Reading passage =

::::::::

Eurosystem Increasing Allocated Official Gold Reserves

by: Koos Jansen

Editor's note: Originally published on on 3 December, 2014

One of the commenters on our blog, Arend Lammertink, notified me of official gold reserves data disclosed on the websites of the Dutch central bank (DNB) and the German central bank (Bundesbank). At DNB, we can find a sheet that shows the Dutch central bank started separating its gold holdings from one category (gold, and gold receivables), to more detailed categories in May 2014.

Source: DNB

The row goudbaren means ‘gold bullion’ and niet ge-alloceerde goudrekeningen means ‘unallocated gold accounts’. The white rows represent the value, the weight is disclosed in millions of fine troy ounces; the Netherlands holds 612.5 tonnes in total, fully allocated and nothing is leased since 2008 (same as Germany).

Over at the site of the Bundesbank, the same information is published from 18 of the 28 member states of the European Union that use the euro currency (The Eurosystem). The Bundesbank (BuBa) publishes the fine troy ounces of the official gold reserves of the Eurosystem in ‘Gold bullion’ and ‘Unallocated gold accounts’. If we add up both categories the outcome for all countries equals the Official Gold Reserves disclosed by the World Gold Council. Concluding ‘Gold bullion’ is allocated (and obviously unallocated is unallocated).

From BuBa:

The application of the sixth edition of the Balance of Payments and International Investment Position Manual (BPM6) is binding for EU member states by virtue of a regulation adopted by the European Commission. Moreover, the reporting requirements of Eurosystem NCBs vis-à-vis the European Central Bank are stipulated in a guideline.

From the guideline Changes in the methodology and classifications of the balance of payments and the international investment position:

With regard to reserve assets, gold transactions and positions will in the future be subdivided into gold bullion, which includes gold bars and allocated gold accounts, and gold receivables, to which no specific gold holdings are assigned.

::::::::

[Referring expression data]
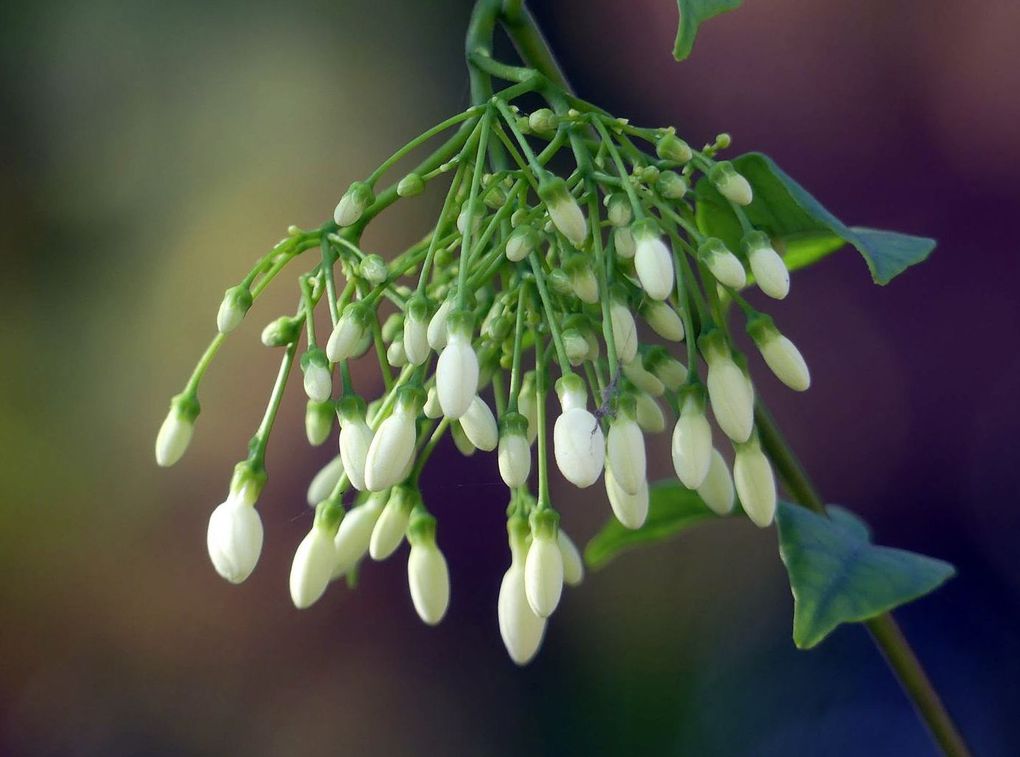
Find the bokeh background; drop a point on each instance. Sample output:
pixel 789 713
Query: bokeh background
pixel 150 150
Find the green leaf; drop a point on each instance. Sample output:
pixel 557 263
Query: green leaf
pixel 672 508
pixel 838 576
pixel 693 14
pixel 802 229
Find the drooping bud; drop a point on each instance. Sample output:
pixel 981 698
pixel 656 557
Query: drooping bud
pixel 563 209
pixel 692 447
pixel 351 206
pixel 355 440
pixel 457 370
pixel 755 483
pixel 731 185
pixel 544 565
pixel 729 389
pixel 514 452
pixel 724 265
pixel 318 421
pixel 780 354
pixel 427 574
pixel 175 432
pixel 769 269
pixel 653 260
pixel 236 303
pixel 392 524
pixel 318 380
pixel 393 446
pixel 717 489
pixel 346 338
pixel 479 425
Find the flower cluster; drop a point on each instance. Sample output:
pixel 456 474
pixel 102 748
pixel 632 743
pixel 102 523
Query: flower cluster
pixel 583 283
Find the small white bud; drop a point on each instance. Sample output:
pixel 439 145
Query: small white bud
pixel 312 567
pixel 625 455
pixel 692 448
pixel 755 484
pixel 717 489
pixel 629 509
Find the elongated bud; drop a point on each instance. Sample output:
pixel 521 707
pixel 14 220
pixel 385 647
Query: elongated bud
pixel 351 206
pixel 779 353
pixel 438 331
pixel 731 185
pixel 624 331
pixel 349 332
pixel 664 320
pixel 573 565
pixel 281 332
pixel 520 628
pixel 521 241
pixel 755 483
pixel 427 575
pixel 393 445
pixel 175 433
pixel 629 509
pixel 315 558
pixel 563 209
pixel 671 185
pixel 723 264
pixel 355 440
pixel 354 534
pixel 692 448
pixel 392 524
pixel 625 454
pixel 410 186
pixel 717 489
pixel 578 443
pixel 623 243
pixel 236 303
pixel 544 565
pixel 325 481
pixel 653 260
pixel 457 370
pixel 769 269
pixel 728 389
pixel 318 421
pixel 318 380
pixel 479 425
pixel 671 147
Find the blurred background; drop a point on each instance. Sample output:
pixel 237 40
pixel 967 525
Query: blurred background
pixel 149 151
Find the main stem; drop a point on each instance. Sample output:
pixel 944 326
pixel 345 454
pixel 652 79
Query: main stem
pixel 884 631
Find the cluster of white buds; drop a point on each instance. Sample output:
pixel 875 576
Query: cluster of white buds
pixel 599 284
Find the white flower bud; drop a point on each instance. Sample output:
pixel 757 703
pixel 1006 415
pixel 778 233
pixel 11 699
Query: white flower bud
pixel 624 332
pixel 723 264
pixel 664 320
pixel 457 375
pixel 544 571
pixel 564 210
pixel 312 567
pixel 629 509
pixel 479 425
pixel 717 489
pixel 175 432
pixel 692 446
pixel 392 524
pixel 731 395
pixel 355 533
pixel 625 455
pixel 325 481
pixel 235 538
pixel 573 565
pixel 755 484
pixel 653 262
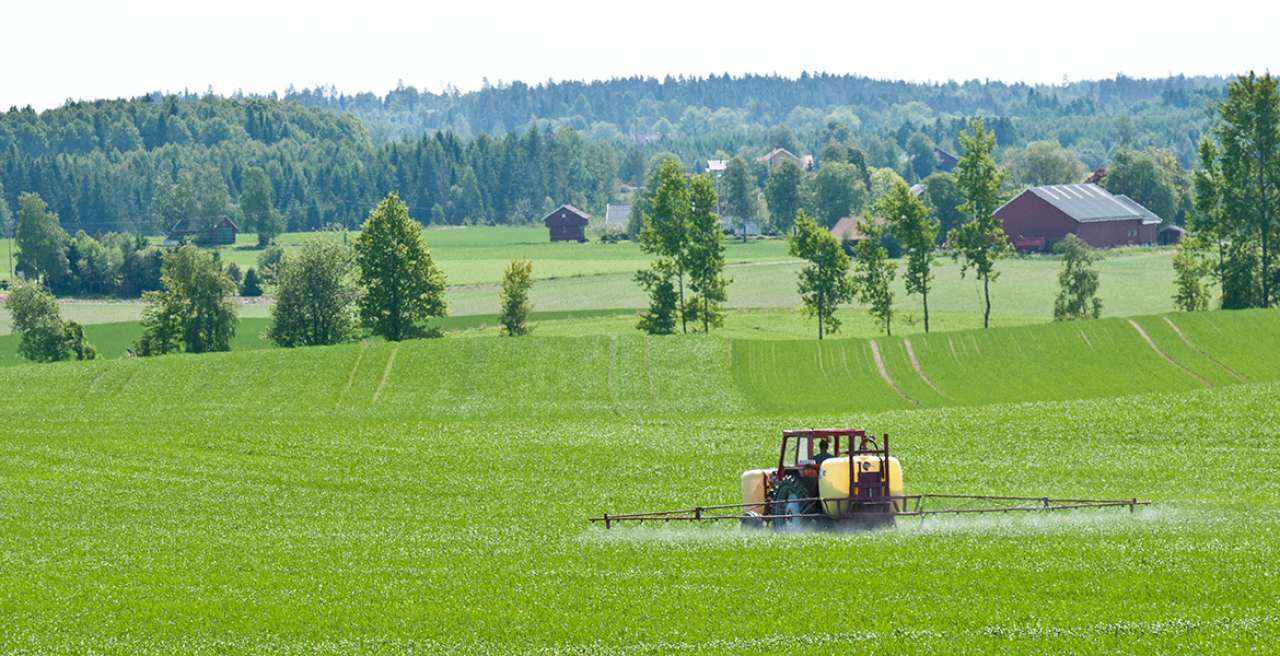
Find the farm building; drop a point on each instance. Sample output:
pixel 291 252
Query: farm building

::::::::

Please copy the article on Eurosystem gold reserves from "With regard to" to "holdings are assigned.", swapping "gold receivables" for "unallocated gold accounts".

Task answer =
With regard to reserve assets, gold transactions and positions will in the future be subdivided into gold bullion, which includes gold bars and allocated gold accounts, and unallocated gold accounts, to which no specific gold holdings are assigned.